* [Work instructions]:
**1)** Output the faculty profile word for word from "I have extensive" to "complicated data situations.".
**2)** Name every place in the faculty profile where a study it mentions was carried out.

* [Document excerpt]:
Professor
Department of International Health, Bloomberg School of Public Health
The Johns Hopkins University
International Health, Biostatistics, Statistical Epidemiology, Longitudinal Data, Bioassay, Cluster Randomized Trials, Vaccine Safety, Vaccine Effectiveness, Vitamin A, HIV/AIDS, Landmines
My work in HIV began in the early 1990s when I started working for the Johns Hopkins University as a statistician for HIV epidemiologic studies in Haiti. Since then, much of my HIV work has been in conjunction with tuberculosis research. I have been the principal statistician where I was involved in all phases of design, conduct, and analysis on a number of HIV and TB related studies (i.e., studies of the 14,000+ mother-infant pairs in the ZVITAMBO project in Zimbabwe, the male circumcision trial in Uganda, and the rifapentine and extended INH prophylaxis studies for HIV-related TB in Soweto). In addition, I ran the Biostatistics Core of CREATE, a consortium of large TB community-based studies in HIV-endemic areas. My long-time focus on statistical methods for correlated data have led to me being involved in designing a number of community randomized field trials of HIV-related interventions.
I have extensive experience in helping researchers focus their research concepts, in identifying appropriate methods for sample size calculations, in carrying out balanced randomization schemes, and in providing analytic solutions to complicated data situations.

* [Exercise data]:
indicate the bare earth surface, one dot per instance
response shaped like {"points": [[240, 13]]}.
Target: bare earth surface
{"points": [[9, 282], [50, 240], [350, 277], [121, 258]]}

* [Expected outputs]:
**1)**
I have extensive experience in helping researchers focus their research concepts, in identifying appropriate methods for sample size calculations, in carrying out balanced randomization schemes, and in providing analytic solutions to complicated data situations.

**2)** Haiti, Zimbabwe, Uganda, Soweto